(Task to complete):
Could the data below be copied out in full, word for word?

Region pointing data

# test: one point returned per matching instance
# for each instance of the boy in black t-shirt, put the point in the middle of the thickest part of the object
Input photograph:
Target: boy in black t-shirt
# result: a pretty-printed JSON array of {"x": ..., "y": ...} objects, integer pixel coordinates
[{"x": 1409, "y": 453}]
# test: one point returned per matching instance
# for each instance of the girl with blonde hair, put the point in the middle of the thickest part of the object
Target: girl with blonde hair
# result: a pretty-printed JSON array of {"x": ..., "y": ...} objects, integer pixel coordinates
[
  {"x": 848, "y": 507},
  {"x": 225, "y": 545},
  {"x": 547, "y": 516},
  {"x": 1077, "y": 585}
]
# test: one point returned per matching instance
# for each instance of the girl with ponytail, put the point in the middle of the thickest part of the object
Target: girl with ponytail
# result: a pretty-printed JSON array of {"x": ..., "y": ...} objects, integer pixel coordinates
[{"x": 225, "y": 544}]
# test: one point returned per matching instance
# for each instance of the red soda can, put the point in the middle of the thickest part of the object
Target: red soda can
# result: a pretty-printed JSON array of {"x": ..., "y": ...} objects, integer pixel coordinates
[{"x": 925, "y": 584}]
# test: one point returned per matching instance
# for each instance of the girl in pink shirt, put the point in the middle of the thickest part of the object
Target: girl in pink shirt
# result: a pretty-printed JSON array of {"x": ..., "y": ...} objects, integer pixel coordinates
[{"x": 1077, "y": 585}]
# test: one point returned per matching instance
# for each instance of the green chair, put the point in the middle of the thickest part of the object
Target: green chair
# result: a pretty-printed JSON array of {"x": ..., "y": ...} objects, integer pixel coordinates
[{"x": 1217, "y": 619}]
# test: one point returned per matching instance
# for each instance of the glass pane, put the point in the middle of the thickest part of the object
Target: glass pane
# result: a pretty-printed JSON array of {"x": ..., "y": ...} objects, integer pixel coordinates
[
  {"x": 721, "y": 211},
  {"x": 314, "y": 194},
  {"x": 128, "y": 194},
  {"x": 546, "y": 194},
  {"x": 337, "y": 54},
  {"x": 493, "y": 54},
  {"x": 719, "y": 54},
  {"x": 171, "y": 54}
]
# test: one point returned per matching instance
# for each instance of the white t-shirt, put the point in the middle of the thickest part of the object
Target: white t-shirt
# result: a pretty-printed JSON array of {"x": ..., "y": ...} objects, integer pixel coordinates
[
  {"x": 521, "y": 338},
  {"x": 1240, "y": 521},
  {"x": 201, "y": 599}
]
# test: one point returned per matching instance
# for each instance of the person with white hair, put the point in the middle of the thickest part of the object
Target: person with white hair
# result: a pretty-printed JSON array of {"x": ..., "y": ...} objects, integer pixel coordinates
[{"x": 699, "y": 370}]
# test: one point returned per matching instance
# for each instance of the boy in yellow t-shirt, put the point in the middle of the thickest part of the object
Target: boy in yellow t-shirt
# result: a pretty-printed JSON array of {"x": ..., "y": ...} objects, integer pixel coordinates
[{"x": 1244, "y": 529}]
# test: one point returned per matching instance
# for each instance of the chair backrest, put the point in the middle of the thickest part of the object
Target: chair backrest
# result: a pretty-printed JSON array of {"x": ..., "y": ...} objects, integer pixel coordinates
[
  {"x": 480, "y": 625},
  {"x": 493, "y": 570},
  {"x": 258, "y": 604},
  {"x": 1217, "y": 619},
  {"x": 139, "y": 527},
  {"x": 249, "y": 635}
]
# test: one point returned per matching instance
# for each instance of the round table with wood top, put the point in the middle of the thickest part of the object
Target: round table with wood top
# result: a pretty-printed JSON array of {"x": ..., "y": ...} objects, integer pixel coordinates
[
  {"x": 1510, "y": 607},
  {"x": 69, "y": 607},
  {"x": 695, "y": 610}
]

(Solution to this exercise):
# test: one point returned per matching instance
# for each instance of the boy in black t-shirt, put the point in the middle of the thickest part of the object
Input photograph:
Target: boy in black t-shirt
# result: a pretty-printed JSON array of {"x": ..., "y": ...} objects, integer pixel coordinates
[{"x": 1409, "y": 453}]
# test: one point returned per matching instance
# for each instance of the girl with blonde hair, put the point in the middle of the thickest part of the object
Target: girl with blonde hair
# result: a pretty-printed JSON array of {"x": ..., "y": ...} objects, integer pixel coordinates
[
  {"x": 848, "y": 507},
  {"x": 225, "y": 545},
  {"x": 547, "y": 516},
  {"x": 1077, "y": 585}
]
# test: one point returned per matching instance
# for each instance of the girl with ponytail, put the point in the middle of the thickest part of the object
Target: girl with ponytail
# result: a pretty-printed JSON array of {"x": ..., "y": ...} objects, integer pixel coordinates
[{"x": 225, "y": 544}]
# test: one point returned per matching instance
# for each instance of the red soda can, put the point in the middle of the thickest part of the object
Target: red soda can
# result: a pretty-printed JSON array of {"x": ..., "y": ...} objects, integer pixel coordinates
[{"x": 925, "y": 584}]
# test: one point returned per matching instance
# for each instance of the girl in pink shirt, put the point in the middle of the thickest part of the object
Target: girl in pink shirt
# result: a pretty-printed JSON array of {"x": ..., "y": ...} objects, integer pixel coordinates
[{"x": 1077, "y": 585}]
# test: one point returned per matching instance
# for each instance of the green chair, put the point in the middle of the thickest part of the object
Target: green chair
# result: a pretty-printed JSON array of {"x": ..., "y": ...} objects, integer pixel coordinates
[{"x": 1217, "y": 619}]
# test: one point returned per matching instance
# for each instance of the glass pane, put the point in the middle of the thickest part of the object
Target: glass pane
# result: a pretty-printed JSON array of {"x": ..., "y": ...} objects, integer pixel coordinates
[
  {"x": 721, "y": 211},
  {"x": 314, "y": 194},
  {"x": 128, "y": 194},
  {"x": 546, "y": 194},
  {"x": 337, "y": 54},
  {"x": 493, "y": 54},
  {"x": 719, "y": 54},
  {"x": 171, "y": 54}
]
# test: one point returned per matching instance
# for each instance of the white t-shirt, put the point in the middle of the thickest part of the object
Target: white t-shirt
# result: a pretty-printed JSON array of {"x": ..., "y": ...} objects, integer pixel coordinates
[
  {"x": 521, "y": 338},
  {"x": 1240, "y": 521},
  {"x": 201, "y": 599}
]
# test: one point returned per matching instance
# for each instance of the person with white hair, put the point in the middle of the thickest part of the object
Target: person with white hair
# result: a pretty-printed JSON array of {"x": ..., "y": ...} objects, integer pixel coordinates
[{"x": 699, "y": 370}]
# test: one point returned per matching instance
# for each instance of the boy in yellow t-shirt, put the point in the middle of the thickest part of the object
Target: boy in yellow t-shirt
# result: a pretty-printed JSON array of {"x": ..., "y": ...} objects, integer pixel coordinates
[{"x": 1244, "y": 529}]
# test: one point returned per matching instance
# for each instance of the chair backrest, put the point in the middle of the thickest part of the object
Target: chair backrest
# result: a pretty-printed JSON array of {"x": ..., "y": ...} objects, integer pixel coordinates
[
  {"x": 480, "y": 625},
  {"x": 493, "y": 570},
  {"x": 258, "y": 604},
  {"x": 1217, "y": 619},
  {"x": 139, "y": 527},
  {"x": 249, "y": 635}
]
# test: one point returned per matching instance
# for each instance of the round table with wood top, put the point in the middle of the thickest part of the object
Target: round table with wood top
# result: a pretty-printed JSON array of {"x": ..., "y": ...} objects, integer pixel coordinates
[
  {"x": 1510, "y": 607},
  {"x": 69, "y": 607},
  {"x": 695, "y": 610}
]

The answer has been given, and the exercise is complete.